* SHORT TASK *
Rewrite the rows below in full, requests included, from the first one through the line that contains "[[376, 302], [442, 355], [528, 373]]". Increase every point coordinate in the answers by 101, keep the coordinates in the format samples as they are, and leave the pictures out.
==== RECORD EXCERPTS
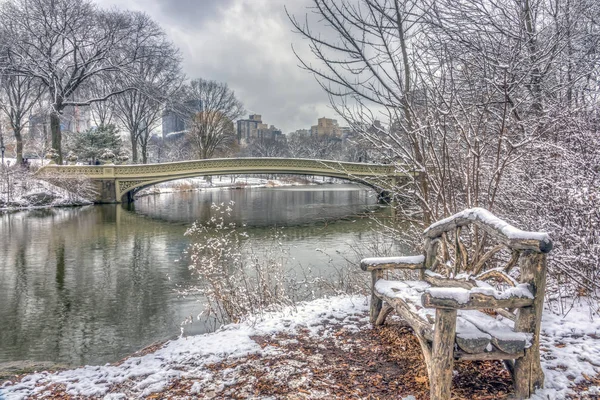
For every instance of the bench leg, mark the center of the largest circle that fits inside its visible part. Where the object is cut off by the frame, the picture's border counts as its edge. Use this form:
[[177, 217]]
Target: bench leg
[[376, 302], [442, 355], [528, 373]]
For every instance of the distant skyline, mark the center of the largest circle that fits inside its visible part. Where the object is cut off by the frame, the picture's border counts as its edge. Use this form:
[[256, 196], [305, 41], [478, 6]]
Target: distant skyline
[[246, 44]]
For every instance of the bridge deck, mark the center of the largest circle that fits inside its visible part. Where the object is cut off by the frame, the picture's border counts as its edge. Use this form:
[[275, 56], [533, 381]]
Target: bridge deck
[[115, 181]]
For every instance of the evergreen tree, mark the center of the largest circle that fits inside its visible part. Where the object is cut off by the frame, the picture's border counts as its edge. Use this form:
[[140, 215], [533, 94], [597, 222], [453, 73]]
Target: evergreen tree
[[91, 144]]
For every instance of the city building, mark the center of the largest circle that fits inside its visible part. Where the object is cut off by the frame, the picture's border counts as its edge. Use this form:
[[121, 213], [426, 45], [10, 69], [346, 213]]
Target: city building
[[326, 127], [175, 119], [253, 128]]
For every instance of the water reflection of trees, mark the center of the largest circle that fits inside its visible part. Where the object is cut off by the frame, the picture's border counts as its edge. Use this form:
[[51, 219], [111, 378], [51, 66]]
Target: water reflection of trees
[[78, 286]]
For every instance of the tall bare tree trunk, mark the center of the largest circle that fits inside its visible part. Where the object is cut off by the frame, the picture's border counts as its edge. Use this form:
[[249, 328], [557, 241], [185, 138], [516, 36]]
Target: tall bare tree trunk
[[19, 139], [56, 133], [134, 152]]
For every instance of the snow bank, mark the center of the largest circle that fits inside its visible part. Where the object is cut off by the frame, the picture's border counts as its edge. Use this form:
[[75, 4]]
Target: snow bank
[[187, 357], [570, 352]]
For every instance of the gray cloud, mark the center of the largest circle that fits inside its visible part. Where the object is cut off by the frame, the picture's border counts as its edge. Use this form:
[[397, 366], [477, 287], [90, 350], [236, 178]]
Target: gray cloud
[[247, 44]]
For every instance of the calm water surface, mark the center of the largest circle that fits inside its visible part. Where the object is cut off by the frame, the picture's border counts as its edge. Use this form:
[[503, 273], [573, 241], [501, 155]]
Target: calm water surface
[[91, 285]]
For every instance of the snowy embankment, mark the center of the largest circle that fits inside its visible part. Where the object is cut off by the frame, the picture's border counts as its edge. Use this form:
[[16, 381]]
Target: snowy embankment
[[28, 192], [570, 355], [19, 189]]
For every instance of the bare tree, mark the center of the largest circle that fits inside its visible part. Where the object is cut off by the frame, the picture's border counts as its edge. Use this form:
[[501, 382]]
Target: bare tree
[[65, 43], [18, 95], [214, 108], [156, 78], [493, 102]]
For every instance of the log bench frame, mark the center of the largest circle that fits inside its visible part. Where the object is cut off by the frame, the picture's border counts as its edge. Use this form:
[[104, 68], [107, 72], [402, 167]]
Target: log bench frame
[[437, 338]]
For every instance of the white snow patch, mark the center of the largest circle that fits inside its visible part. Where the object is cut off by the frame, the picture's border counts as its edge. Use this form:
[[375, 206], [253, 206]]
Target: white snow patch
[[487, 217]]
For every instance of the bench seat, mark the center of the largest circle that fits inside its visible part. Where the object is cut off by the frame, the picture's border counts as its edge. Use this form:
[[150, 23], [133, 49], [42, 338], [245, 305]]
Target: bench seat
[[476, 332]]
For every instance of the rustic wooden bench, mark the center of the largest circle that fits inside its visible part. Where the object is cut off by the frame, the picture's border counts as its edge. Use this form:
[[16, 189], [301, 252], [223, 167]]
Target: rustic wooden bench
[[482, 304]]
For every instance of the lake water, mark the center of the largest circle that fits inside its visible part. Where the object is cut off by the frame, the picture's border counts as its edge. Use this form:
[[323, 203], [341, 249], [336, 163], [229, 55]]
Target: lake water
[[91, 285]]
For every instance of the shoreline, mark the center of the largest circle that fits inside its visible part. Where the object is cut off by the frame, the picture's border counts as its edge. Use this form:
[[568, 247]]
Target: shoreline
[[323, 349]]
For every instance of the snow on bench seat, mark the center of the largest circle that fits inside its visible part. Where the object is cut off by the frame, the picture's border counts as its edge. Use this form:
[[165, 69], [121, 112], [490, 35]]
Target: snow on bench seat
[[477, 297], [503, 335], [474, 329]]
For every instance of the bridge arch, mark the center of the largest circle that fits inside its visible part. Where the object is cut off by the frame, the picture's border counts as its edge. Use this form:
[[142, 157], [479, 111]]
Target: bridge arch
[[117, 183]]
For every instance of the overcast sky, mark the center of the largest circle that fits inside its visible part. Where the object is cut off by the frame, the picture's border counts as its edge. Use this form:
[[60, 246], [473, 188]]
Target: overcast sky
[[246, 44]]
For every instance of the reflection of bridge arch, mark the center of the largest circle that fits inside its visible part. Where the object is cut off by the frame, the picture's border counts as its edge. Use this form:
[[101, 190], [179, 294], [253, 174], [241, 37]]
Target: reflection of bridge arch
[[117, 183]]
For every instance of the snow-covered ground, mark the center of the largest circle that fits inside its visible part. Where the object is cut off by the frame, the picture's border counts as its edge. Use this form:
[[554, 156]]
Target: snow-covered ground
[[570, 352], [19, 189]]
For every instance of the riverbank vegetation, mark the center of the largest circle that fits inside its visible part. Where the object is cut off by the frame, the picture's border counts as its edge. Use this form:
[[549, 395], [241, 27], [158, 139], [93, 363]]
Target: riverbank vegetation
[[20, 189], [493, 103]]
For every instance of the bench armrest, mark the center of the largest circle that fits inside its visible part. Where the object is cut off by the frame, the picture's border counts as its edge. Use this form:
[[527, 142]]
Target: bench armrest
[[477, 298], [381, 263]]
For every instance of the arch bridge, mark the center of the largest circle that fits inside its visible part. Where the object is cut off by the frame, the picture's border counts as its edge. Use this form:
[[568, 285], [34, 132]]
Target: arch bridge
[[118, 183]]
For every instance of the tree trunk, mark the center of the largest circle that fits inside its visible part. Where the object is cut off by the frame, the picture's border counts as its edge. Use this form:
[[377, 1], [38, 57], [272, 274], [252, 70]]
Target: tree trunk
[[144, 147], [19, 139], [134, 154], [56, 133]]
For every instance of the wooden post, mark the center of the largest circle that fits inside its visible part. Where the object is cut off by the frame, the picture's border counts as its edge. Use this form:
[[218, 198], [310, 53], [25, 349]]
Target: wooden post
[[431, 247], [376, 302], [528, 374], [442, 356]]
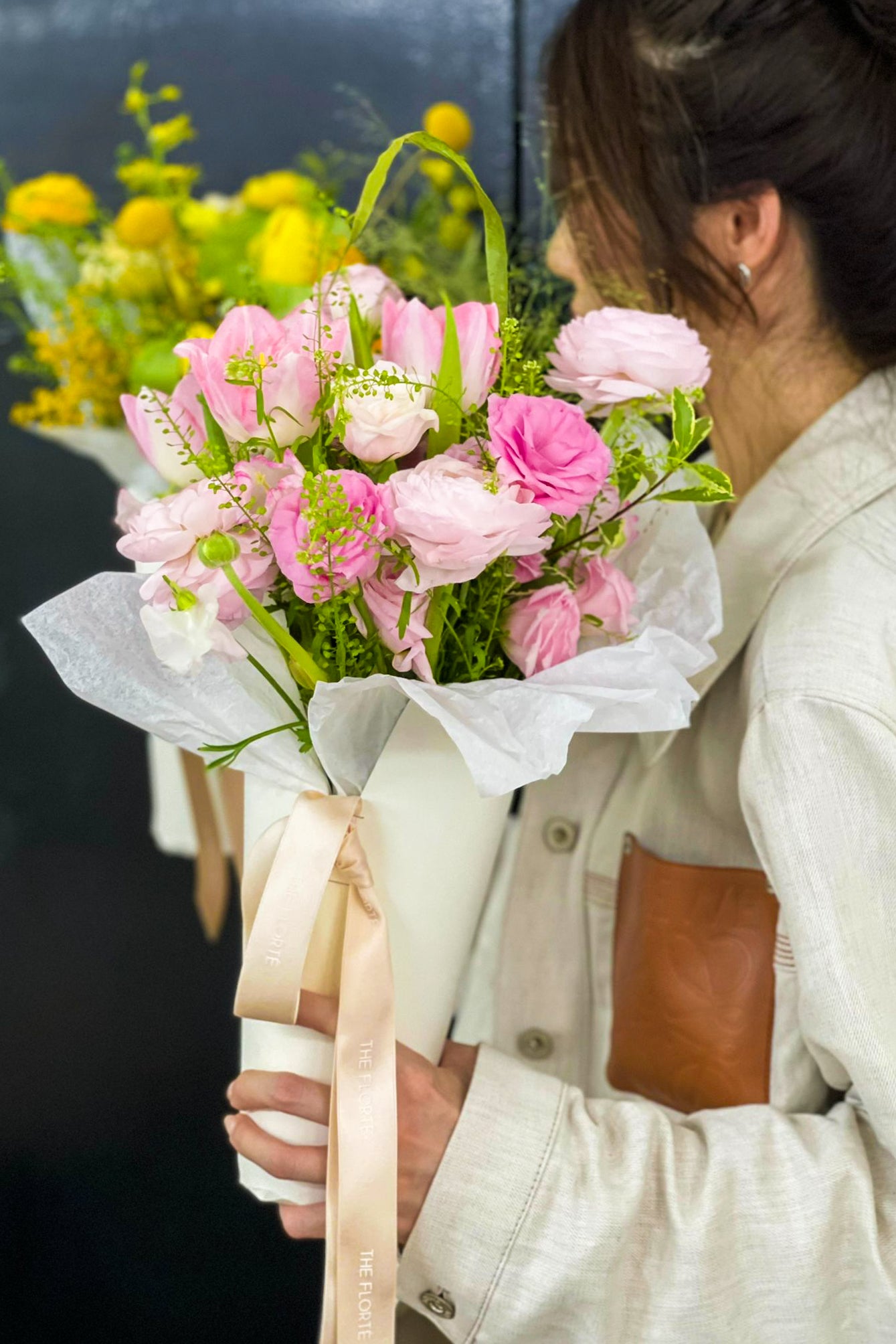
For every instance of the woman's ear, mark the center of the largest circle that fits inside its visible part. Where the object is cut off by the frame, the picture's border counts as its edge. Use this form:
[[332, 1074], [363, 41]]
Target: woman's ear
========
* RESULT *
For every instance of the bench leg, mark the center of the largest circle that fits inside its visible part. Where the object is cut off by the frame, the picture's border counts as its edge. Use this form:
[[177, 217]]
Target: bench leg
[[477, 403], [543, 456], [629, 474]]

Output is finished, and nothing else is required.